▶ _READING TEXT_
+===+

Multiple conditions and clinical trials: A systematic review of the impact of multimorbidity in inclusion, assessment and outcome of self-management studies.

Talk Code: 
PP2

The problem

Multimorbidity has many potential implications for health care delivery, but a particularly important impact of multimorbidity concerns the validity of trial evidence underpinning clinical guidelines for individual conditions. There has been no detailed analysis of the impact of multimorbidity in self-management trials. The current study explores how authors of published trials of self-management interventions have managed inclusion, description and impact of multimorbidity in exemplar disorders. The aim was to assess current approaches to the management of multimorbidity in the context of trials, and to consider implications for evidence synthesis and reporting.

+===+

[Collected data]
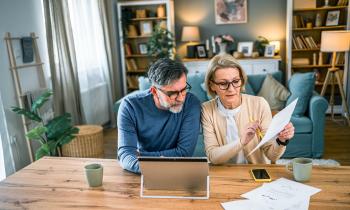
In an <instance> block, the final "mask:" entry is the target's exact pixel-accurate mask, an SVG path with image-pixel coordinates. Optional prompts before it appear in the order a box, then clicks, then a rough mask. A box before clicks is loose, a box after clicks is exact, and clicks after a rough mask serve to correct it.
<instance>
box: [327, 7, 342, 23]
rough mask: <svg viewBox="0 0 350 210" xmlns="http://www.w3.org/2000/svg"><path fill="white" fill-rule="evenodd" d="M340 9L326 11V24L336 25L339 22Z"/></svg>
mask: <svg viewBox="0 0 350 210" xmlns="http://www.w3.org/2000/svg"><path fill="white" fill-rule="evenodd" d="M339 15H340V10H335V11H328V13H327V20H326V26H336V25H338V22H339Z"/></svg>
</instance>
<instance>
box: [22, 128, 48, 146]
mask: <svg viewBox="0 0 350 210" xmlns="http://www.w3.org/2000/svg"><path fill="white" fill-rule="evenodd" d="M46 131H47V128H46V127H45V126H43V125H39V126H37V127H35V128H33V129H32V130H30V131H29V132H28V133H27V134H26V136H27V137H28V138H29V139H33V140H35V139H36V140H38V139H41V138H42V135H43V134H44V133H45V132H46ZM40 142H41V141H40ZM43 143H45V142H43Z"/></svg>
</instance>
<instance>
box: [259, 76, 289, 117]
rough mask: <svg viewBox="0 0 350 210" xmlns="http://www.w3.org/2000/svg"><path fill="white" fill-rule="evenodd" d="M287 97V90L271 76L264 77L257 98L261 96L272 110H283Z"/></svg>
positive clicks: (287, 94) (277, 81) (288, 92)
mask: <svg viewBox="0 0 350 210" xmlns="http://www.w3.org/2000/svg"><path fill="white" fill-rule="evenodd" d="M289 95H290V93H289V91H288V89H287V88H285V87H284V86H283V85H282V84H281V83H279V82H278V81H277V80H276V79H274V78H273V76H272V75H271V74H267V75H266V78H265V80H264V82H263V85H262V86H261V89H260V91H259V93H258V96H262V97H263V98H265V99H266V101H267V102H268V103H269V105H270V108H271V109H272V110H281V109H283V107H284V105H285V102H286V100H287V98H288V96H289Z"/></svg>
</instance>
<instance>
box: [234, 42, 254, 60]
mask: <svg viewBox="0 0 350 210" xmlns="http://www.w3.org/2000/svg"><path fill="white" fill-rule="evenodd" d="M237 51H238V52H241V53H243V55H244V56H245V57H250V56H252V53H253V42H238V47H237Z"/></svg>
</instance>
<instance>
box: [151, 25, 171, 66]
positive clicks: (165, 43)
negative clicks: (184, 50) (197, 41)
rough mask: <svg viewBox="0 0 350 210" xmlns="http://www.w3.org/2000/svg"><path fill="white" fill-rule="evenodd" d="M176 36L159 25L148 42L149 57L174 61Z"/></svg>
mask: <svg viewBox="0 0 350 210" xmlns="http://www.w3.org/2000/svg"><path fill="white" fill-rule="evenodd" d="M174 47H175V44H174V35H173V33H171V32H170V31H169V30H168V29H166V28H165V27H161V26H160V25H157V26H156V27H155V29H154V31H153V33H152V36H151V38H150V39H149V40H148V42H147V49H148V55H149V56H152V57H155V58H156V59H159V58H164V57H167V58H173V59H174V55H175V53H174Z"/></svg>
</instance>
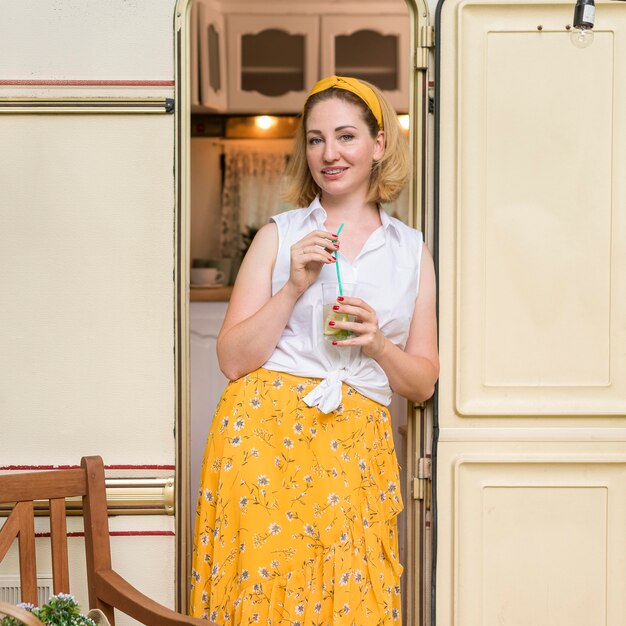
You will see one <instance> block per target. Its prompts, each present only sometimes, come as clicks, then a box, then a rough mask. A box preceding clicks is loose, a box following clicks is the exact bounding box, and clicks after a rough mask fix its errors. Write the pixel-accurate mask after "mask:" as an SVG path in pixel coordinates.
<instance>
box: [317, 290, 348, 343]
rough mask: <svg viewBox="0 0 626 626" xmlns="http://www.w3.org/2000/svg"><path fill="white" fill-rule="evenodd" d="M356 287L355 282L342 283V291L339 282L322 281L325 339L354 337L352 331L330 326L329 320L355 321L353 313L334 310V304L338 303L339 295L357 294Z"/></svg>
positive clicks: (341, 328) (347, 337)
mask: <svg viewBox="0 0 626 626" xmlns="http://www.w3.org/2000/svg"><path fill="white" fill-rule="evenodd" d="M355 287H356V285H354V284H353V283H341V288H342V292H343V293H340V291H339V284H338V283H337V282H332V283H322V323H323V327H322V331H323V335H324V339H326V340H328V341H342V340H344V339H348V338H350V337H352V335H353V333H352V331H350V330H345V329H344V328H337V327H336V326H329V325H328V322H330V321H331V320H332V321H335V322H354V321H355V318H354V316H353V315H347V314H346V313H339V312H338V311H333V306H335V305H336V304H338V302H337V296H340V295H344V296H353V295H354V294H355Z"/></svg>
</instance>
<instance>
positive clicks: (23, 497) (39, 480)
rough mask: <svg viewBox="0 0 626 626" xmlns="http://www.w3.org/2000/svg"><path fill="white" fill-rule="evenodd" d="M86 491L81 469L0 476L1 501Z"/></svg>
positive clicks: (81, 470) (28, 498) (74, 494)
mask: <svg viewBox="0 0 626 626" xmlns="http://www.w3.org/2000/svg"><path fill="white" fill-rule="evenodd" d="M85 491H86V485H85V474H84V472H83V471H82V470H81V469H71V470H57V471H50V472H37V473H33V472H28V473H26V474H15V473H12V474H3V475H2V476H0V502H25V501H28V500H48V499H50V498H67V497H70V496H83V495H85Z"/></svg>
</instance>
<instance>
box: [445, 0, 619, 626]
mask: <svg viewBox="0 0 626 626" xmlns="http://www.w3.org/2000/svg"><path fill="white" fill-rule="evenodd" d="M597 7H598V8H597V23H598V28H597V29H596V32H595V38H594V42H593V44H592V45H591V46H590V47H588V48H585V49H579V48H576V47H574V46H573V44H572V43H571V41H570V36H569V31H568V29H567V28H566V26H567V25H568V24H571V19H572V13H573V6H571V5H569V4H554V3H553V4H549V5H548V4H543V3H540V2H527V3H513V2H506V3H505V2H491V3H482V2H481V3H478V2H472V1H470V2H460V1H458V2H457V1H456V0H446V1H445V2H444V3H443V4H442V5H441V6H440V15H439V18H440V20H439V24H438V28H437V30H438V46H439V55H440V56H439V64H438V77H437V88H438V104H439V111H440V113H439V119H438V122H439V128H438V132H439V140H438V141H439V155H440V159H439V163H438V168H439V186H438V189H437V190H436V193H438V207H437V208H438V220H439V242H438V243H439V259H438V261H439V268H438V277H439V284H440V294H439V299H440V351H441V362H442V370H441V377H440V382H439V395H438V402H437V413H438V424H439V442H438V447H437V453H436V454H437V475H436V482H437V495H436V499H437V520H438V560H437V597H436V611H437V622H436V623H437V624H438V626H443V625H445V626H448V625H450V626H452V624H455V625H461V624H462V625H463V626H491V625H494V626H495V625H496V624H497V625H505V626H522V625H524V626H526V625H527V624H533V625H534V626H543V625H545V626H555V625H561V624H563V625H565V624H567V625H568V626H572V625H576V626H578V625H580V626H583V625H587V624H605V625H607V626H618V625H621V623H622V621H623V615H624V611H625V606H624V601H623V600H622V599H621V595H622V594H621V593H620V591H619V590H620V589H623V588H624V586H625V585H626V573H625V570H624V567H623V564H624V562H626V561H625V559H626V540H625V537H626V535H625V533H624V522H623V520H624V519H625V517H624V514H625V511H626V489H625V488H624V484H625V482H626V481H625V479H626V465H625V463H626V444H625V442H626V430H625V426H626V420H625V417H624V416H625V415H626V353H625V352H624V348H623V347H624V345H626V323H625V320H626V210H625V207H626V182H625V180H624V177H623V176H622V174H621V173H622V172H623V171H624V167H625V166H626V139H625V138H626V85H625V84H624V81H623V80H622V77H623V76H624V73H625V72H626V64H625V59H626V56H625V54H626V10H624V9H625V8H626V7H623V6H622V5H618V4H617V3H598V5H597Z"/></svg>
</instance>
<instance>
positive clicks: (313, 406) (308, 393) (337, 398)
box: [302, 368, 348, 413]
mask: <svg viewBox="0 0 626 626" xmlns="http://www.w3.org/2000/svg"><path fill="white" fill-rule="evenodd" d="M347 378H348V372H347V371H346V369H345V368H342V369H339V370H335V371H334V372H330V373H329V374H328V375H327V376H326V378H324V379H323V380H322V382H320V384H319V385H317V387H314V388H313V389H312V390H311V391H310V392H309V393H308V394H307V395H306V396H304V398H302V399H303V400H304V402H306V405H307V406H309V407H314V406H317V408H318V410H320V411H321V412H322V413H331V412H332V411H335V410H336V409H337V407H338V406H339V405H340V404H341V388H342V387H341V385H342V383H343V382H344V381H345V380H347Z"/></svg>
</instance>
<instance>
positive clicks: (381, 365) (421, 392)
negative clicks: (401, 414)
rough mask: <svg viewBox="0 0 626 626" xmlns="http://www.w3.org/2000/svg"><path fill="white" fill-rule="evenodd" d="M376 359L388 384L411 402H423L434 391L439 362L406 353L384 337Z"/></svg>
mask: <svg viewBox="0 0 626 626" xmlns="http://www.w3.org/2000/svg"><path fill="white" fill-rule="evenodd" d="M376 361H377V362H378V364H379V365H380V366H381V367H382V368H383V370H384V371H385V374H387V378H388V379H389V385H390V387H391V388H392V389H393V391H395V392H396V393H398V394H400V395H401V396H403V397H404V398H407V400H411V401H413V402H424V401H425V400H428V398H430V397H431V396H432V395H433V393H434V391H435V383H436V382H437V378H438V376H439V364H438V362H437V363H433V362H432V361H431V360H429V359H427V358H426V357H423V356H419V355H413V354H408V353H407V352H404V350H402V349H401V348H399V347H398V346H396V345H395V344H393V343H392V342H391V341H389V339H387V338H385V346H384V349H383V351H382V352H381V353H380V354H379V355H378V356H377V358H376Z"/></svg>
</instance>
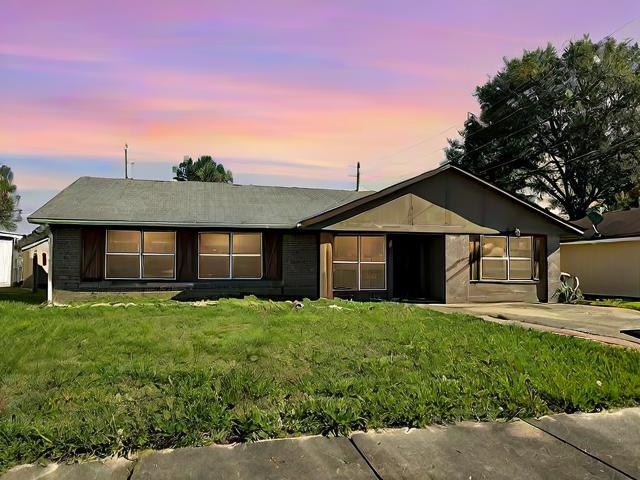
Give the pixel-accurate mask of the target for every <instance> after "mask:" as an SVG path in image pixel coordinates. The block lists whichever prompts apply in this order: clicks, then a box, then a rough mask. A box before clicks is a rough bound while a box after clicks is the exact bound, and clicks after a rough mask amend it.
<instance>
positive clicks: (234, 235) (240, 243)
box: [233, 233, 262, 254]
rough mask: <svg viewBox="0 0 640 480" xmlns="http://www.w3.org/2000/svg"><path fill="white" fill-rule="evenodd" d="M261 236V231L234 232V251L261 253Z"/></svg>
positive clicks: (240, 252)
mask: <svg viewBox="0 0 640 480" xmlns="http://www.w3.org/2000/svg"><path fill="white" fill-rule="evenodd" d="M261 237H262V235H260V234H259V233H234V234H233V253H249V254H251V253H253V254H260V250H261V248H260V244H261V243H262V238H261Z"/></svg>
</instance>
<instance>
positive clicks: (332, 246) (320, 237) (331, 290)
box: [320, 232, 333, 298]
mask: <svg viewBox="0 0 640 480" xmlns="http://www.w3.org/2000/svg"><path fill="white" fill-rule="evenodd" d="M320 297H321V298H333V234H331V233H327V232H320Z"/></svg>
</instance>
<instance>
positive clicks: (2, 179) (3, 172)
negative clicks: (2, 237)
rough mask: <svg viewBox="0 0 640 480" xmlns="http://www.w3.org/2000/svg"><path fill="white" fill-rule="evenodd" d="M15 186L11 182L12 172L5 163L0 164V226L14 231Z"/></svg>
mask: <svg viewBox="0 0 640 480" xmlns="http://www.w3.org/2000/svg"><path fill="white" fill-rule="evenodd" d="M19 201H20V196H19V195H16V186H15V185H14V184H13V172H12V171H11V168H10V167H8V166H7V165H2V166H0V228H1V229H3V230H10V231H14V230H15V229H16V228H17V224H16V222H17V221H18V213H19V211H18V202H19Z"/></svg>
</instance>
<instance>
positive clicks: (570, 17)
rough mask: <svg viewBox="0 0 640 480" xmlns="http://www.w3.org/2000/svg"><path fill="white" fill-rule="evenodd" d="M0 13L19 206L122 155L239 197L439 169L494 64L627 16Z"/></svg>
mask: <svg viewBox="0 0 640 480" xmlns="http://www.w3.org/2000/svg"><path fill="white" fill-rule="evenodd" d="M0 9H1V14H0V105H1V106H2V108H0V162H2V163H6V164H9V165H10V166H11V167H12V168H13V169H14V171H15V172H16V184H17V185H18V187H19V189H20V191H21V192H22V194H23V203H24V204H25V205H27V206H28V208H37V206H39V205H37V203H38V202H42V201H46V199H48V198H50V196H51V195H53V194H54V193H55V192H56V191H58V190H60V189H61V188H63V187H64V186H66V185H67V184H69V183H71V182H72V181H74V180H75V179H76V178H77V177H78V176H81V175H103V176H120V175H122V172H123V168H122V161H123V160H122V155H123V151H122V148H123V145H124V143H125V142H128V143H129V145H130V149H129V153H130V159H131V161H132V162H135V165H134V167H133V171H134V172H135V174H136V175H138V176H139V178H162V179H170V178H171V165H174V164H176V163H177V162H179V161H180V160H181V159H182V157H183V156H184V155H191V156H194V157H195V156H198V155H202V154H212V155H214V156H216V157H217V158H219V159H220V160H222V161H224V163H225V166H226V167H228V168H230V169H232V170H233V172H234V174H235V179H236V181H237V182H239V183H272V184H277V185H306V186H318V187H339V188H351V186H352V183H353V179H352V178H351V177H350V176H349V175H351V174H352V173H353V170H354V166H355V164H356V162H361V163H362V171H363V185H364V186H365V187H367V188H379V187H380V186H383V185H385V184H388V183H391V182H392V181H395V180H398V179H400V178H406V177H408V176H411V175H415V174H417V173H419V172H421V171H424V170H426V169H429V168H432V167H434V166H436V165H437V164H438V162H439V161H440V160H441V159H442V158H443V148H444V147H445V146H446V144H447V138H448V137H453V136H455V135H456V130H457V129H459V128H461V127H462V124H463V122H464V120H465V119H466V116H467V112H469V111H476V110H477V104H476V102H475V100H474V98H473V96H472V93H473V91H474V88H475V87H476V86H477V85H479V84H482V83H483V82H485V81H486V79H487V78H488V76H489V75H492V74H494V73H495V72H496V71H497V70H498V69H499V68H500V67H501V66H502V64H503V57H513V56H517V55H519V54H520V53H521V52H522V50H523V49H533V48H536V47H538V46H543V45H545V44H546V43H547V42H552V43H554V44H555V45H557V46H561V45H562V44H563V42H565V41H567V40H569V39H571V38H577V37H580V36H582V35H583V34H584V33H590V34H591V36H592V37H593V38H596V39H597V38H601V37H603V36H604V35H607V34H609V33H611V32H612V31H613V30H615V29H616V28H618V27H620V26H621V25H623V24H624V23H625V22H627V21H628V20H629V19H630V18H633V17H635V16H637V15H639V14H640V5H639V4H638V3H637V2H636V1H635V0H616V1H613V2H609V3H608V4H607V6H606V8H603V7H602V3H601V2H595V1H594V2H591V1H584V0H567V1H564V2H555V1H554V2H552V1H551V0H541V1H540V2H529V3H522V2H511V1H507V0H497V1H495V2H491V3H487V2H477V1H471V0H461V1H459V2H456V4H455V6H451V5H449V4H446V3H443V4H436V3H433V2H424V1H422V0H401V1H399V2H386V1H382V0H380V1H378V0H373V1H370V0H356V1H353V2H317V1H311V0H272V1H268V2H253V3H252V4H250V5H249V4H248V3H246V2H237V1H231V0H229V1H211V0H183V1H176V0H157V1H154V2H131V1H129V0H112V1H110V2H100V1H97V0H88V1H80V0H60V1H56V2H50V1H49V0H32V1H29V2H25V1H23V0H4V1H3V2H2V7H0ZM577 11H579V12H580V14H579V15H576V12H577ZM639 31H640V24H639V22H636V23H635V24H630V25H628V26H627V27H625V28H623V29H621V30H619V31H618V32H617V33H616V36H618V37H619V38H628V37H635V38H637V36H638V35H637V34H638V32H639ZM25 208H26V207H25ZM21 228H23V229H28V228H29V227H28V226H22V227H21Z"/></svg>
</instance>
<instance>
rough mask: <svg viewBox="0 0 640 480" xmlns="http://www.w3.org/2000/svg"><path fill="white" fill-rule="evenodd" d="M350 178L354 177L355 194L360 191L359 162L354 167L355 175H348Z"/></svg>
mask: <svg viewBox="0 0 640 480" xmlns="http://www.w3.org/2000/svg"><path fill="white" fill-rule="evenodd" d="M349 176H350V177H356V192H359V191H360V162H358V163H357V165H356V174H355V175H349Z"/></svg>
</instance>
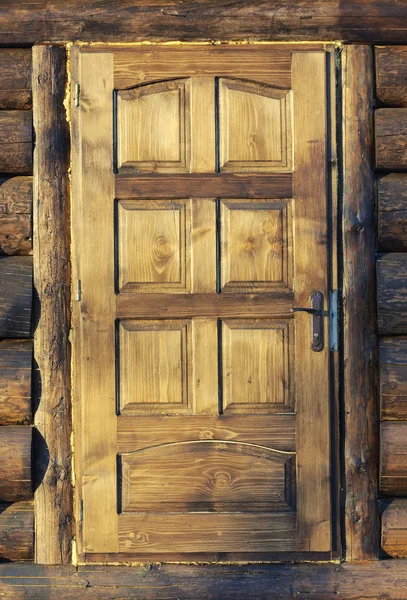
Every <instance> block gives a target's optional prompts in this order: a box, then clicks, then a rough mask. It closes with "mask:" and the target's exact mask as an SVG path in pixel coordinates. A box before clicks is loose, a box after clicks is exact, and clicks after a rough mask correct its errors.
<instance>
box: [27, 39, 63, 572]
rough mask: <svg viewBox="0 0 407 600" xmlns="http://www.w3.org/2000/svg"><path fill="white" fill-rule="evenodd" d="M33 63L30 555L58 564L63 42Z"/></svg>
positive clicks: (60, 475)
mask: <svg viewBox="0 0 407 600" xmlns="http://www.w3.org/2000/svg"><path fill="white" fill-rule="evenodd" d="M33 63H34V64H33V97H34V125H35V130H36V146H35V175H34V197H35V199H36V200H35V208H34V252H35V255H34V264H35V268H34V276H35V287H36V290H37V294H38V297H39V301H40V303H41V310H40V314H39V315H37V317H38V318H39V324H38V325H37V328H36V331H35V336H34V354H35V360H36V362H37V364H38V369H39V375H40V378H41V395H40V398H38V397H36V402H37V403H38V402H39V406H38V409H37V412H36V415H35V425H36V427H37V429H38V431H39V434H40V435H41V436H43V438H44V440H45V441H44V444H42V445H40V446H39V447H38V449H37V460H38V463H37V464H38V466H40V468H41V472H42V478H41V485H40V486H39V487H38V488H37V490H36V494H35V509H36V518H35V522H36V560H37V562H39V563H45V564H49V563H51V564H59V563H61V562H62V563H64V562H69V561H70V556H71V540H72V535H71V533H72V529H71V522H72V489H71V445H70V436H71V401H70V386H71V382H70V359H71V357H70V344H69V341H68V333H69V330H70V282H71V273H70V255H69V254H70V236H69V230H68V222H69V187H68V163H69V140H68V125H67V122H66V113H65V109H64V106H63V101H64V97H65V83H66V71H65V69H66V55H65V49H64V48H57V47H47V46H43V47H41V46H39V47H36V48H35V49H34V51H33ZM50 132H52V135H51V134H50ZM37 393H38V392H37Z"/></svg>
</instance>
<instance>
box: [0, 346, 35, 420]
mask: <svg viewBox="0 0 407 600" xmlns="http://www.w3.org/2000/svg"><path fill="white" fill-rule="evenodd" d="M32 358H33V344H32V341H31V340H25V341H19V340H11V341H8V340H3V341H2V342H0V425H23V424H28V423H31V419H32V408H31V372H32Z"/></svg>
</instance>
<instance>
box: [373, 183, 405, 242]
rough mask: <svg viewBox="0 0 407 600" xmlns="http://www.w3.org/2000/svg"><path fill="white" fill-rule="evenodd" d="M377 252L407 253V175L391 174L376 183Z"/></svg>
mask: <svg viewBox="0 0 407 600" xmlns="http://www.w3.org/2000/svg"><path fill="white" fill-rule="evenodd" d="M377 219H378V232H377V235H378V246H379V250H384V251H387V252H406V251H407V175H406V174H404V173H391V174H390V175H387V176H386V177H381V178H380V179H379V180H378V181H377Z"/></svg>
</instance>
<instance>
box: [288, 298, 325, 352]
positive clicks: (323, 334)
mask: <svg viewBox="0 0 407 600" xmlns="http://www.w3.org/2000/svg"><path fill="white" fill-rule="evenodd" d="M310 304H311V306H310V308H305V307H298V308H297V307H295V308H292V309H291V312H306V313H308V314H310V315H311V316H312V319H311V350H313V351H314V352H321V350H322V349H323V347H324V313H323V310H324V296H323V294H321V292H311V295H310Z"/></svg>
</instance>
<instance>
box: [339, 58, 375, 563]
mask: <svg viewBox="0 0 407 600" xmlns="http://www.w3.org/2000/svg"><path fill="white" fill-rule="evenodd" d="M342 81H343V124H342V133H343V154H344V164H343V173H344V180H343V216H342V227H343V268H344V272H343V279H344V281H343V310H344V348H343V352H344V372H343V374H342V377H343V381H344V389H343V393H344V409H345V412H344V415H345V416H344V418H345V431H346V435H345V439H344V451H345V458H344V466H345V481H346V498H345V528H346V542H345V544H346V548H345V553H346V558H347V560H350V561H351V560H372V559H375V558H376V556H377V549H378V540H379V518H378V510H377V498H378V462H379V447H378V445H379V442H378V439H379V438H378V403H377V396H376V380H377V373H378V363H377V359H378V357H377V340H376V302H375V286H376V283H375V216H374V206H373V202H372V199H373V197H374V181H373V171H372V169H373V108H372V107H373V86H374V82H373V55H372V49H371V48H369V47H368V46H360V47H347V48H345V50H344V52H343V53H342Z"/></svg>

+===+

Revise the multimorbidity text, giving everything from "Multiple conditions and" down to "of self-management studies." with "self-management studies" replaced by "self-care studies".

▶ _TASK ANSWER_
Multiple conditions and clinical trials: A systematic review of the impact of multimorbidity in inclusion, assessment and outcome of self-care studies.